● TEXT EXCERPT

--- start ---

Try not to make the same mistake twice. You WILL make mistakes, it is just part of learning, but if you constantly make the same mistakes over and over there is a problem. Iterate each day on your learning...fix the problems and work that into how you prep and how you cook. Nothing drives a chef crazier than making the same mistake over and over again.
Keep a notebook...dishes you do, plating, recipes, etc. Write notes to yourself on how to work better.
When I was young I would show up for work 1-2 hours early and work off the clock (not usually recommended by some people around here, but it really helped me get all my stuff done when I was new and a lot slower). I did this to make sure I was set up for service...nothing in a kitchen is (in my opinion) worse than being behind all day. If you are ready and twiddling your thumbs at 5pm waiting for the first tickets, that is GOOD. Once I got into a routine, learned the fastest way to prep, knew my pars, etc, I could come in at a "regular" time and still get it done. Showing up early is a good way to show your chef you are serious about what you are doing and committed to being the best. Again, it is totally your call, but if you get shift pay or salary it especially might help you to show up a little earlier. I don't know how it works in Europe. You might have some people here tell you to never work for no pay, but again, it is your call. I did it, and I know a LOT of cooks and chefs who did it, especially when they were younger and just starting out, in order to be set up and learn the ropes.

--- end ---

● ENTRIES SHOWN
--- start ---

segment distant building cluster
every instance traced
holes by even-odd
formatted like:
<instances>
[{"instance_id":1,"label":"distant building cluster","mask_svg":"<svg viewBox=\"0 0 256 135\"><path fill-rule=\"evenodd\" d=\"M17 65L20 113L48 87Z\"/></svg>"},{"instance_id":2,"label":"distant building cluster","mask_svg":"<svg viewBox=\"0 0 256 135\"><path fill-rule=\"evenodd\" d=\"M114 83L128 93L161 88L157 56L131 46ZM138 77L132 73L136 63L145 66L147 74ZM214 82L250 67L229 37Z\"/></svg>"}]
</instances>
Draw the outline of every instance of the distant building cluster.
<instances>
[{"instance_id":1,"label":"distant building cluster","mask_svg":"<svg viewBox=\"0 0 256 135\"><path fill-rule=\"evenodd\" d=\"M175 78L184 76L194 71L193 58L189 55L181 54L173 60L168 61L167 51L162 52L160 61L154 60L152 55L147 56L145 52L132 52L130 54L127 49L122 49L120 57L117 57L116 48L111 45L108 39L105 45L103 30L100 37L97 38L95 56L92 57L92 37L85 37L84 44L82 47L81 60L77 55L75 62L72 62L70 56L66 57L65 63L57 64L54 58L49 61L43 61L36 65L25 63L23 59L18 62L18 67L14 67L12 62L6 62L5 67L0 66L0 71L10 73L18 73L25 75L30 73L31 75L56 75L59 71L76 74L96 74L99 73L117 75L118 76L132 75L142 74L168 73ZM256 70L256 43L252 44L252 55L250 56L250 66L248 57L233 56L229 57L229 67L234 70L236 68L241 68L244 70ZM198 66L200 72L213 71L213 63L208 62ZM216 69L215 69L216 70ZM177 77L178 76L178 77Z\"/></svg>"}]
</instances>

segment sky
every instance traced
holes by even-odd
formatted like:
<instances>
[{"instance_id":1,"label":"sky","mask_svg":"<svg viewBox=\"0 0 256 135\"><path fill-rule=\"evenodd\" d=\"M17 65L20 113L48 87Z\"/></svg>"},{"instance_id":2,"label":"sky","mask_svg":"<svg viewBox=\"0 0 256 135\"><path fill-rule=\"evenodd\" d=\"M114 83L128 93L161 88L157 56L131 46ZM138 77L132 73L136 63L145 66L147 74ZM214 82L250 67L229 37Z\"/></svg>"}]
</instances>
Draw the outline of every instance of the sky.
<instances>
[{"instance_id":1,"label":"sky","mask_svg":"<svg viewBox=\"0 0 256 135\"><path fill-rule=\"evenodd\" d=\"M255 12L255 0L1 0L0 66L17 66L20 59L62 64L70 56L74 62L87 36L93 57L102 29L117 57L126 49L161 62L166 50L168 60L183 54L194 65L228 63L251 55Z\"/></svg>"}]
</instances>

--- end ---

● INSTRUCTIONS FOR THE TASK
Resume the kitchen advice for new cooks from where it stops, adding a few sentences in the same voice.

● ANSWER TO THIS TASK
One last thing...don't let mistakes sink you. Fix your mistakes, obviously, but don't let a mistake effect the rest of your service. FIX the problem ASAP, and move on. I've seen lots of cooks have a bad start to a night, get flustered, and spiral out of control for the whole service. You have to mentally be able to move on, not take it personally, and come back with more fire to do it right.
Good luck...welcome to the big leagues!